* _Exercise prompt_:
Copy each of the rows below verbatim, without changing a single character.

── Material for this exercise ──

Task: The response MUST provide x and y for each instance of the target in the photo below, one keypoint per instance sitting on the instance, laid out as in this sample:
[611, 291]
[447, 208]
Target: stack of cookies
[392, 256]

───

* _Exercise result_:
Task: The response MUST provide x and y for each instance of the target in the photo below, one keypoint per instance sitting on the instance, laid out as in this sample:
[611, 291]
[447, 208]
Target: stack of cookies
[392, 256]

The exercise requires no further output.